:: Entries taken from a collection ::
- Opening Delimiter -

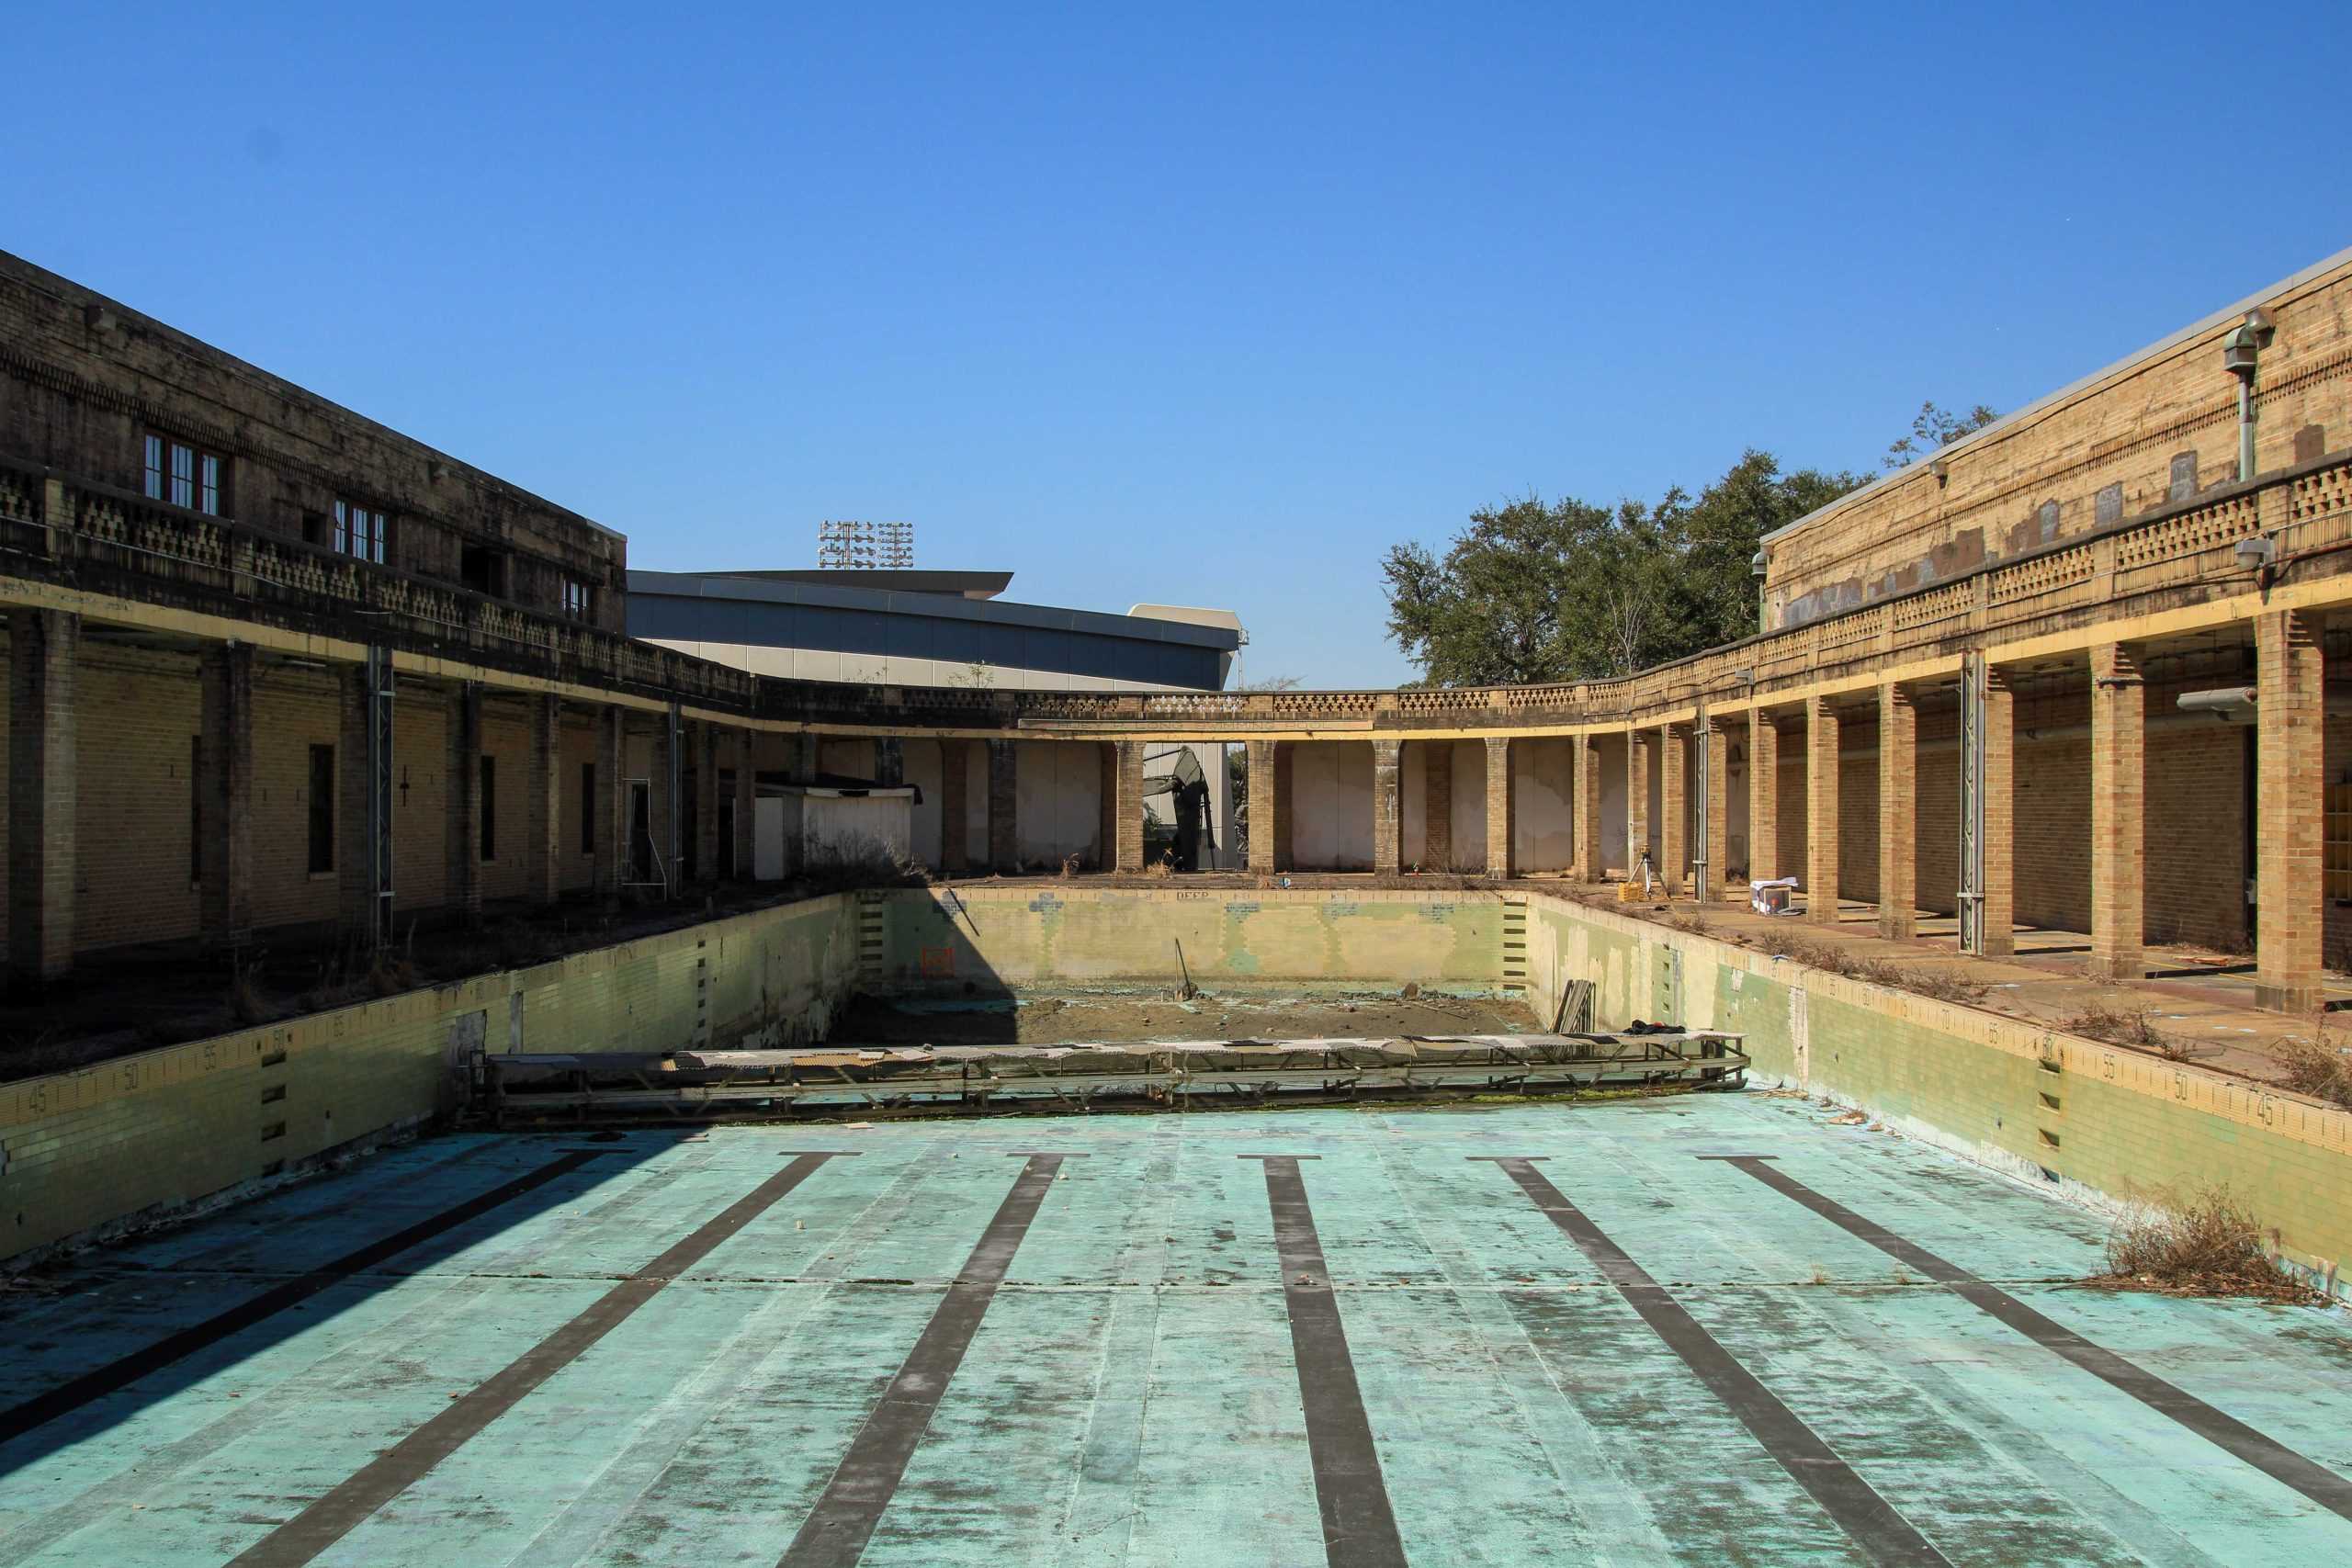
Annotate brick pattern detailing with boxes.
[1626,731,1650,880]
[1659,725,1687,893]
[988,739,1019,873]
[1702,719,1730,902]
[1748,711,1779,883]
[445,682,483,923]
[8,610,77,983]
[596,705,626,900]
[2256,610,2325,1010]
[1981,669,2016,956]
[939,738,969,874]
[1877,682,1917,940]
[1484,737,1512,877]
[1371,739,1402,874]
[1424,741,1453,871]
[1114,740,1146,872]
[1574,734,1603,879]
[1805,699,1840,922]
[2088,643,2146,981]
[526,695,561,903]
[1247,739,1278,874]
[197,643,254,938]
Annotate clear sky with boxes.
[7,3,2349,686]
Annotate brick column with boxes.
[1273,742,1295,871]
[1574,733,1604,881]
[939,738,968,874]
[1747,709,1779,884]
[1978,666,2017,958]
[2088,643,2145,982]
[1484,737,1513,877]
[1702,717,1730,903]
[734,728,758,878]
[525,694,562,904]
[695,722,721,883]
[337,663,378,942]
[1247,739,1278,874]
[1423,741,1453,871]
[595,705,626,900]
[2256,610,2325,1010]
[791,732,819,784]
[875,736,904,788]
[1114,740,1147,872]
[446,682,483,924]
[1877,682,1917,941]
[1371,739,1402,875]
[198,641,254,940]
[1805,698,1840,924]
[1626,730,1650,881]
[1659,726,1686,893]
[988,739,1019,873]
[8,609,77,984]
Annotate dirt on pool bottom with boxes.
[827,987,1544,1047]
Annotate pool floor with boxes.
[3,1094,2349,1565]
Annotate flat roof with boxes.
[628,570,1240,650]
[705,569,1015,600]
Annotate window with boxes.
[480,756,498,863]
[308,745,336,874]
[579,761,596,854]
[142,434,226,515]
[561,577,594,619]
[332,499,388,564]
[461,545,507,598]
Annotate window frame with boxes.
[141,431,230,516]
[332,498,390,565]
[561,577,594,619]
[480,754,498,863]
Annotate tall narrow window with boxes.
[579,761,596,854]
[480,755,498,862]
[141,433,228,514]
[332,499,388,564]
[190,736,204,884]
[561,578,593,618]
[308,744,336,874]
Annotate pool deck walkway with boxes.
[3,1096,2350,1565]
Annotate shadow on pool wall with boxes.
[6,883,2349,1301]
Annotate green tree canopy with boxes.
[1383,449,1869,685]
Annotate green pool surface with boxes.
[3,1093,2348,1566]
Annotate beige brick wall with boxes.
[1766,254,2352,625]
[73,647,202,950]
[248,666,345,932]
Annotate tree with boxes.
[1883,400,1997,470]
[1382,450,1868,685]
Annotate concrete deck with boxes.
[3,1097,2349,1565]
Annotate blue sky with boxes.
[6,3,2348,686]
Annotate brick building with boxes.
[4,243,2352,1021]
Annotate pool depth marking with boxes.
[0,1147,605,1450]
[779,1152,1078,1568]
[1709,1153,2352,1522]
[1476,1156,1951,1568]
[228,1150,856,1568]
[1240,1155,1408,1568]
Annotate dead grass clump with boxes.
[367,953,424,997]
[1664,911,1711,936]
[2064,1003,2203,1061]
[2095,1187,2324,1304]
[2273,1034,2352,1110]
[1058,852,1082,881]
[1143,854,1174,879]
[226,955,269,1025]
[1755,931,1985,1004]
[798,834,932,895]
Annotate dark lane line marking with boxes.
[0,1149,605,1450]
[1242,1154,1408,1568]
[1477,1156,1950,1568]
[1710,1154,2352,1522]
[780,1153,1073,1568]
[230,1151,854,1568]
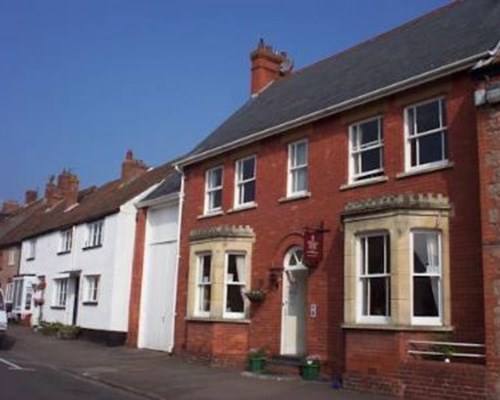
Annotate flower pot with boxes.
[248,357,266,372]
[301,363,320,380]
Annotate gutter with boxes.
[177,51,490,168]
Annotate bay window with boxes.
[224,253,246,318]
[195,253,212,317]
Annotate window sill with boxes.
[186,316,251,324]
[342,323,453,332]
[396,161,454,180]
[82,301,98,306]
[26,257,35,262]
[56,250,71,256]
[340,176,388,191]
[227,203,258,214]
[197,210,224,220]
[278,192,311,203]
[82,244,103,251]
[50,306,66,310]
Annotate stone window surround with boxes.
[187,226,255,322]
[343,194,451,328]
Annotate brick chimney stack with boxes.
[57,169,79,208]
[25,190,38,205]
[45,175,62,208]
[121,150,148,183]
[250,39,293,95]
[1,200,20,215]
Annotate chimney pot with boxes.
[57,169,79,209]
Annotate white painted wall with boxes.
[18,186,160,332]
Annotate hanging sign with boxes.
[303,230,323,267]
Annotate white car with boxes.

- Closing Delimiter -

:: BRIEF ::
For this exercise, return the records above in full and exactly, omitting the images.

:: ANSWER ::
Annotate brick pattern detailing with boxes.
[1626,731,1650,880]
[1659,725,1687,893]
[988,739,1019,873]
[1702,719,1730,902]
[1748,711,1779,883]
[445,682,483,923]
[8,610,77,983]
[596,705,626,900]
[2256,610,2325,1010]
[1981,669,2016,956]
[939,738,969,874]
[1877,682,1917,940]
[1484,737,1512,877]
[1371,739,1402,874]
[1424,741,1453,871]
[1114,740,1146,872]
[1574,734,1603,879]
[1805,699,1840,922]
[2088,643,2146,981]
[526,695,561,903]
[1247,739,1278,874]
[197,643,254,938]
Annotate clear sky with boxes.
[7,3,2349,686]
Annotate brick column with boxes.
[1273,742,1295,871]
[1574,733,1604,881]
[939,738,968,874]
[1747,709,1779,884]
[1978,666,2017,958]
[2088,643,2145,982]
[1484,737,1513,877]
[1702,717,1730,903]
[734,728,758,878]
[525,694,562,904]
[695,722,721,883]
[337,663,378,942]
[1247,739,1278,874]
[1423,741,1453,871]
[595,705,626,900]
[2256,610,2325,1010]
[791,732,819,784]
[875,736,904,788]
[1114,740,1147,872]
[446,682,483,924]
[1877,682,1917,941]
[1371,739,1402,875]
[198,641,254,940]
[1805,698,1840,924]
[1626,730,1650,881]
[1659,726,1686,893]
[988,739,1019,873]
[8,609,77,984]
Annotate dirt on pool bottom with boxes.
[827,987,1544,1047]
Annotate pool floor with boxes.
[3,1094,2349,1565]
Annotate flat roof with boxes.
[628,570,1240,650]
[705,569,1015,600]
Annotate window with boxes.
[480,756,498,863]
[308,745,336,874]
[579,761,596,854]
[142,434,226,515]
[561,577,594,619]
[332,499,388,564]
[461,545,507,598]
Annotate window frame with boxes.
[141,431,230,516]
[332,498,390,565]
[561,577,594,619]
[480,754,498,863]
Annotate tall narrow window with boxes.
[579,761,596,854]
[480,755,498,862]
[141,433,228,514]
[332,499,388,564]
[190,736,204,884]
[561,578,593,618]
[308,744,336,874]
Annotate pool deck walkway with boxes.
[3,1096,2350,1565]
Annotate shadow on pool wall with boxes.
[6,883,2349,1301]
Annotate green tree canopy with boxes.
[1383,449,1869,685]
Annotate green pool surface with boxes.
[3,1093,2348,1566]
Annotate beige brick wall with boxes.
[1766,254,2352,625]
[73,647,202,950]
[248,666,345,932]
Annotate tree with boxes.
[1883,400,1997,470]
[1382,450,1868,685]
Annotate concrete deck with boxes.
[3,1097,2349,1565]
Annotate blue sky with boxes.
[6,3,2348,686]
Annotate brick building with boxes.
[4,243,2352,1021]
Annotate pool depth marking with boxes.
[0,1147,605,1450]
[779,1152,1078,1568]
[1709,1153,2352,1522]
[1476,1156,1951,1568]
[228,1150,856,1568]
[1240,1155,1408,1568]
Annotate dead grass clump with boxes.
[367,953,424,997]
[1664,911,1711,936]
[2064,1003,2203,1061]
[2095,1187,2324,1304]
[2273,1034,2352,1110]
[1058,852,1082,881]
[1143,854,1174,879]
[226,955,269,1025]
[1755,931,1985,1004]
[798,834,932,895]
Annotate dark lane line marking with boxes.
[0,1149,605,1450]
[1242,1154,1408,1568]
[1477,1156,1950,1568]
[1710,1154,2352,1522]
[780,1153,1073,1568]
[230,1151,854,1568]
Annotate flower pot with boxes.
[248,357,266,372]
[301,363,320,380]
Annotate gutter with boxes.
[177,51,490,168]
Annotate bay window with boxes.
[224,253,246,318]
[195,253,212,317]
Annotate window sill with boxes.
[186,316,251,324]
[342,323,453,332]
[396,161,454,180]
[82,301,98,306]
[26,257,35,262]
[56,250,71,256]
[340,176,388,191]
[227,203,258,214]
[197,210,224,220]
[278,192,311,203]
[82,244,103,251]
[50,306,66,310]
Annotate stone window surround with boxes.
[187,226,255,322]
[343,194,451,328]
Annotate brick chimney stack with boxes.
[57,169,79,208]
[25,190,38,205]
[45,175,62,208]
[121,150,148,183]
[250,39,293,95]
[1,200,20,215]
Annotate chimney pot with boxes.
[57,169,79,209]
Annotate white painted wall with boxes.
[18,186,160,332]
Annotate hanging sign with boxes.
[303,230,323,267]
Annotate white car with boxes.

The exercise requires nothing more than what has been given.